### Aufgabe 1:
Ersetze im Abschnitt der Auflistung vom Anfang bis einschließlich der Zeile mit "(0, 41), (129, 178)" den Ausdruck "paved road" durch "asphalt street". Gib diesen Abschnitt sonst unverändert wieder.

### Extrahierter Text:
--------------------------------

14.08.2014
Liebe in Zeiten der Todesgefahr

Heli


Heli: Juan Eduardo Palacios, Andrea Vergara Mexiko, ein Land mitten im Drogenkrieg. Dass auch Unbeteiligte in diesen Konflikt hineingezogen werden können, zeigt Regisseur Amat Escalantes radikaler Film. Der junge Fabrikarbeiter Heli (Armando Espitia) lebt mit Frau und gemeinsamem Baby, dem Vater und der 12-jährigen Schwester Estela (Andrea Vergara) in einer trostlosen Gegend Mexikos. Estela hat heimlich einen Freund, den fünf Jahre älteren Polizeianwärter Beto (Juan Eduardo Palacios). Beto möchte das Mädchen ungeachtet ihres jungen Alters heiraten. Um an Geld zu kommen, klaut Beto von der Polizei beschlagnahmte Drogen und versteckt sie in Helis Haus. Mit katastrophalen Folgen für Heli und seine Familie. Bei der Darstellung der brutalen Realität schont die originell erzählte Drogentragödie den Zuschauer nicht.

--------------------------------

### Aufgabe 2:
Stimmen die folgenden Aussagen mit der Filmbesprechung zu „Heli“ überein? Antworte jeweils mit Ja oder Nein und zitiere die entscheidenden Worte wörtlich.
(a) Estela ist zwölf Jahre alt.
(b) Beto ist ein ausgebildeter, erfahrener Polizist.
(c) Beto versteckt die gestohlenen Drogen in seinem eigenen Haus.

--------------------------------

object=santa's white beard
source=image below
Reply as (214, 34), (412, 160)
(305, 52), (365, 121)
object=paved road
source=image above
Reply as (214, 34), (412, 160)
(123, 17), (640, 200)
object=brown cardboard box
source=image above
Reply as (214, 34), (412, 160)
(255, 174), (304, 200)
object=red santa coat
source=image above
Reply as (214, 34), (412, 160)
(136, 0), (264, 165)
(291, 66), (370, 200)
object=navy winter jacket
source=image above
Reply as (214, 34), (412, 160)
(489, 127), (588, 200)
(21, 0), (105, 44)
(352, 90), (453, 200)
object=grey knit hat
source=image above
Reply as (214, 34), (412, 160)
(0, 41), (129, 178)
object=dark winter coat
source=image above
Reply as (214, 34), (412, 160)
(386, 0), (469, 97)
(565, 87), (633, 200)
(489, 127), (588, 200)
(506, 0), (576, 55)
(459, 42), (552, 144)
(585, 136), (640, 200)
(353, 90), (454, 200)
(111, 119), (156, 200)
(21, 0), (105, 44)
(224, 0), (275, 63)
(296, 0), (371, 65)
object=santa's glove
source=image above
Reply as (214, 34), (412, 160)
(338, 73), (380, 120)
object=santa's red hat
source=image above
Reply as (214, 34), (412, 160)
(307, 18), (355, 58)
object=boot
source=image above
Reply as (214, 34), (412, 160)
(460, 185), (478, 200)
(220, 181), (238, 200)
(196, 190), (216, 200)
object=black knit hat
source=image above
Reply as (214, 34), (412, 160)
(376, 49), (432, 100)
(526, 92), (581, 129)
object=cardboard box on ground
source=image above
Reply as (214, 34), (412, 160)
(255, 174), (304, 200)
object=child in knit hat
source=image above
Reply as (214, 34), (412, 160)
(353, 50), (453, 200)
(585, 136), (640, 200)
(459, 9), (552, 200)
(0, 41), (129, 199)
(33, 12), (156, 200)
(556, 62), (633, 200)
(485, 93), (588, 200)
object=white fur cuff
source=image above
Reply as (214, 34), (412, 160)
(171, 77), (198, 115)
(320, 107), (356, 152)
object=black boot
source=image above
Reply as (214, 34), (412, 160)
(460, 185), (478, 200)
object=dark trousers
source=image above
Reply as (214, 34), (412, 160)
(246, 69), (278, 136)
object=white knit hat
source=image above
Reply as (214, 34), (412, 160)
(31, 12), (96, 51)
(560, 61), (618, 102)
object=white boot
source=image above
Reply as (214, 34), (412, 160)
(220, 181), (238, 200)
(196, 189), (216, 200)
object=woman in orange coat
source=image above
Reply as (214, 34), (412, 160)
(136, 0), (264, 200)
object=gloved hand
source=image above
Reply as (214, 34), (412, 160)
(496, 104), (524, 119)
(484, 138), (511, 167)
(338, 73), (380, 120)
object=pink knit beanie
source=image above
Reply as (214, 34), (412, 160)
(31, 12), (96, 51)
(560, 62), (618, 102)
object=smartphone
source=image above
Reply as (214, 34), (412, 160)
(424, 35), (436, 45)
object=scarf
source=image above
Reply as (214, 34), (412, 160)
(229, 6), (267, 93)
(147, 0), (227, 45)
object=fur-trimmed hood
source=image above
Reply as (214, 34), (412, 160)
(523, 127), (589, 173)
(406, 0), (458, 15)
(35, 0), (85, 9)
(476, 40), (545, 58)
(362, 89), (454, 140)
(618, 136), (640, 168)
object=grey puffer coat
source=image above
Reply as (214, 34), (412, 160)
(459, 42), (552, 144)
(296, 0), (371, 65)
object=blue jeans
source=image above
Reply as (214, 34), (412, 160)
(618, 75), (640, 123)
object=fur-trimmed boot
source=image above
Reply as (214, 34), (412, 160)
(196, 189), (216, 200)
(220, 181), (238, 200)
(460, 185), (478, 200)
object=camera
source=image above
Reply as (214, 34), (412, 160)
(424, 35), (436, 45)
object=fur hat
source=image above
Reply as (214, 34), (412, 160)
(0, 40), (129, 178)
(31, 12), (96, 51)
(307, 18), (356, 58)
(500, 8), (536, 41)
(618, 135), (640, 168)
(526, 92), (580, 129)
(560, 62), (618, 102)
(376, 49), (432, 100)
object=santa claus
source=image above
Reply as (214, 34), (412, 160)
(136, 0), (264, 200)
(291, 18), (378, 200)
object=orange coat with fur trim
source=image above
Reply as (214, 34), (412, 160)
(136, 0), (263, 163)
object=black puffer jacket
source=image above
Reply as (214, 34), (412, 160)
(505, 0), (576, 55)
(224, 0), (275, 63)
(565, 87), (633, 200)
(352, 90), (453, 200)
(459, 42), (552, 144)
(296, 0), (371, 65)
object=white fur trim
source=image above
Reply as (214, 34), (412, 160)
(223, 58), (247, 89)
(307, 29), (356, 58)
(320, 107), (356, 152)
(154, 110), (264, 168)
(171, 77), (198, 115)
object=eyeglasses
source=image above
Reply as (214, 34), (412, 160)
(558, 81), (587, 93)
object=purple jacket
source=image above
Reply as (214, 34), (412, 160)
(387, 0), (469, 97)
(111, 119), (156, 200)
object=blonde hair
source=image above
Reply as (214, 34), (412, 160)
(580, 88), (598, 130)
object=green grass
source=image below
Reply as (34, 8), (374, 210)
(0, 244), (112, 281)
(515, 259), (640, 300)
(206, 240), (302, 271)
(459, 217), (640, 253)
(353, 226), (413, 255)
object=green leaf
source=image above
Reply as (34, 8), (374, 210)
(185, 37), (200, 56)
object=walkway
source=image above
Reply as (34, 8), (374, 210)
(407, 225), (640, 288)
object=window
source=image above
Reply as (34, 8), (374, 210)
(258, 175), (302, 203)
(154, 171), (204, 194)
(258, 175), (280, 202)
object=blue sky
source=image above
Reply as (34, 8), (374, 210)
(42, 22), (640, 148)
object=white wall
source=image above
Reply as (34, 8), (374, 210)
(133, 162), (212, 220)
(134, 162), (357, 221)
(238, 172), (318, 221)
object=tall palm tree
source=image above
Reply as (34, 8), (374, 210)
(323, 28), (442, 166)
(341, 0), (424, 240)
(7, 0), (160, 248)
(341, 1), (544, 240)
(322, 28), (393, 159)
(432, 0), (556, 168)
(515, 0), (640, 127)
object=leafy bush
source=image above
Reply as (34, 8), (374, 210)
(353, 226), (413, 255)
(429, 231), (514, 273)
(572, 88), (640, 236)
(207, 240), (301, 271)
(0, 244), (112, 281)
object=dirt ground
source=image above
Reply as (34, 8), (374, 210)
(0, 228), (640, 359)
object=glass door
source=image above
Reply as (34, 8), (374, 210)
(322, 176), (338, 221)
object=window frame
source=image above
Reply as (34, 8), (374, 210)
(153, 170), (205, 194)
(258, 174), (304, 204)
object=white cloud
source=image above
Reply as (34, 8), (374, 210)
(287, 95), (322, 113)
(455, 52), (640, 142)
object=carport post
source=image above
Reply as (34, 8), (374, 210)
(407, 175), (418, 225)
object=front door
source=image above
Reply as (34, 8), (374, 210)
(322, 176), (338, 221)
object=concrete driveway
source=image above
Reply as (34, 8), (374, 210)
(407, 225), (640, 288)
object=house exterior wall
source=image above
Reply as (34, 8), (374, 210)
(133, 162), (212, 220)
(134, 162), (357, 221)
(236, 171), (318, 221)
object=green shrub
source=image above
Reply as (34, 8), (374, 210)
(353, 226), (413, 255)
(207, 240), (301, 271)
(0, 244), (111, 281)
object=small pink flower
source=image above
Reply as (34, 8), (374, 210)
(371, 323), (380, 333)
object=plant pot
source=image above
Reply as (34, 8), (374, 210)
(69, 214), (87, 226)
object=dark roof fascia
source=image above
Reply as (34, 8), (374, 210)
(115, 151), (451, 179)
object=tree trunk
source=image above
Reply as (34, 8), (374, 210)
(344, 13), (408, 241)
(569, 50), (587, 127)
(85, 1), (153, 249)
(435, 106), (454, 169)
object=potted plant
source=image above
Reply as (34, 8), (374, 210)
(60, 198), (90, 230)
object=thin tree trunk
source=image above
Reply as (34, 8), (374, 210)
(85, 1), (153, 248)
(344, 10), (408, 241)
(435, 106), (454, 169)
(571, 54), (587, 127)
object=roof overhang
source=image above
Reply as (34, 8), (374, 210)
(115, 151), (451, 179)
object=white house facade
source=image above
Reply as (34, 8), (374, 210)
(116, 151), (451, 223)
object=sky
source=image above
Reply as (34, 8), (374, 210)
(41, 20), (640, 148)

--------------------------------

### Schriftliche Lösung 1:
object=santa's white beard
source=image below
Reply as (214, 34), (412, 160)
(305, 52), (365, 121)
object=asphalt street
source=image above
Reply as (214, 34), (412, 160)
(123, 17), (640, 200)
object=brown cardboard box
source=image above
Reply as (214, 34), (412, 160)
(255, 174), (304, 200)
object=red santa coat
source=image above
Reply as (214, 34), (412, 160)
(136, 0), (264, 165)
(291, 66), (370, 200)
object=navy winter jacket
source=image above
Reply as (214, 34), (412, 160)
(489, 127), (588, 200)
(21, 0), (105, 44)
(352, 90), (453, 200)
object=grey knit hat
source=image above
Reply as (214, 34), (412, 160)
(0, 41), (129, 178)

### Schriftliche Lösung 2:
(a) Ja: „der 12-jährigen Schwester Estela“
(b) Nein: „den fünf Jahre älteren Polizeianwärter Beto“
(c) Nein: „versteckt sie in Helis Haus“